Text block:

# # # #

It can be argued the FLS believes that Sen. Garrett's numbers were offered with the intent to deceive--which, of course, cannot be affirmed and is unlikely.
Perhaps the FLS desires only to set the record straight. Garrett's motive or challenged facts notwithstanding, the numbers-oriented analysis of the FLS editorial made my eyes glaze over.
Either side of the debate can produce statistics favorable to its point of view. If the FLS believes anyone has a handle on the true extent of Medicaid fraud nationally, or in Virginia, that person may be overdue for a long ocean cruise for a return to reality.
Let's be clear, there are sound arguments put forth by both sides of the Medicaid expansion debate. My principal concern with the expansion of Medicaid is fiscal. Demographic shifts and per-capita spending are causing Social Security and Medicare-Medicaid expenditures to grow significantly faster than GDP.

# # # #

Listed entries:
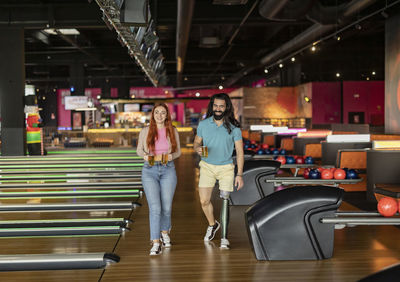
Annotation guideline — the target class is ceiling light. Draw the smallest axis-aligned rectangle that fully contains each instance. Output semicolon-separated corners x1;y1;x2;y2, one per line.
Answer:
44;28;80;35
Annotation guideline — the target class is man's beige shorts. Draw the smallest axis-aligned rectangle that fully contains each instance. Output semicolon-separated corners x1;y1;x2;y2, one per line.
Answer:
199;161;235;192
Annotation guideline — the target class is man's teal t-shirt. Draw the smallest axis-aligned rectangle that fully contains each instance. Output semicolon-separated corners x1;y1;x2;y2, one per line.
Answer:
197;117;242;165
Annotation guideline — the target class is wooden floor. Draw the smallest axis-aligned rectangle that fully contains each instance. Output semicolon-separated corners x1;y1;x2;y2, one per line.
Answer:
0;150;400;282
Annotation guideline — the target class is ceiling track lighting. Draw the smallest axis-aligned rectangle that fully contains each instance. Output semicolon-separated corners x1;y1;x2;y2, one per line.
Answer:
96;0;168;87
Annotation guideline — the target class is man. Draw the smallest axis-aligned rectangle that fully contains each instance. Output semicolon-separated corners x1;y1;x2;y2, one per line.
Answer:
193;93;244;249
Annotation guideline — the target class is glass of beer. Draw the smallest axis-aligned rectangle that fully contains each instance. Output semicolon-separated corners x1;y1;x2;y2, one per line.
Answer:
147;155;154;166
161;154;168;165
201;146;208;158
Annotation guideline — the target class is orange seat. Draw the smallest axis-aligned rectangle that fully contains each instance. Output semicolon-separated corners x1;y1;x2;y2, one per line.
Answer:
304;143;322;159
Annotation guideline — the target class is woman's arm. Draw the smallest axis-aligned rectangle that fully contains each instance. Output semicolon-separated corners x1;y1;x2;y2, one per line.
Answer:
136;128;147;158
171;127;181;160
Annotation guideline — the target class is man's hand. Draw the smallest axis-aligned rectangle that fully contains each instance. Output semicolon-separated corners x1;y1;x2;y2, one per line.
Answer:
235;176;244;190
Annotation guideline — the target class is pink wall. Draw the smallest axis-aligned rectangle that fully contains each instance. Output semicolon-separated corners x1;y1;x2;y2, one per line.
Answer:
57;89;71;127
343;81;385;125
311;82;340;124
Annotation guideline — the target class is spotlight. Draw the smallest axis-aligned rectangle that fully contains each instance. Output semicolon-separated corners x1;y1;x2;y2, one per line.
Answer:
381;11;389;19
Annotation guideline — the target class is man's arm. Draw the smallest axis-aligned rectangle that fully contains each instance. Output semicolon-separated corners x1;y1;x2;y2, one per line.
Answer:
235;139;244;190
193;135;203;155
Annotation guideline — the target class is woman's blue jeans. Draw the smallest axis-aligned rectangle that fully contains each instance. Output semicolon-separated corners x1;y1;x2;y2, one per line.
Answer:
142;161;177;240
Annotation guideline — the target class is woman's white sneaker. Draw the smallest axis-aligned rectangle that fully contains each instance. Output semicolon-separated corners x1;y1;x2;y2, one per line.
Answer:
161;232;171;248
150;242;162;256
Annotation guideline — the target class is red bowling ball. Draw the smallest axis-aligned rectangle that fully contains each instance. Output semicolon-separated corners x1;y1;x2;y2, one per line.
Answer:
276;156;286;164
321;169;333;179
296;157;304;164
333;168;346;179
378;197;398;217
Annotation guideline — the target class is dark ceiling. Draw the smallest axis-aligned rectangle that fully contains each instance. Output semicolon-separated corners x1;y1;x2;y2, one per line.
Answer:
0;0;400;94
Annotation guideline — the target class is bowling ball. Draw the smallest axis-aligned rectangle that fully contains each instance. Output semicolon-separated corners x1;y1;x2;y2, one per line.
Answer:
296;157;304;164
304;156;314;164
286;156;295;164
378;197;398;217
303;168;311;179
274;185;286;192
276;156;286;164
308;169;321;179
272;149;279;155
333;168;346;179
346;169;358;179
321;168;333;179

# # # #

Carry on the commentary about the Medicaid expansion debate, picking up right after its final sentence. The data come from a separate source.

According to the Government Accountability Office, this track is unsustainable and threatens to bankrupt the U.S. economy if projected increases in Medicare-Medicaid and Social Security are not curtailed.
Let's remember the federal government should not be considered a reliable partner with funding going forward. Despite repeated carping by the editorial board of the FLS, recent polling suggests that a slim majority may now oppose Medicaid expansion.
The bottom line is that the expansion of Medicaid in Virginia would not be funded with "free money," regardless of the source.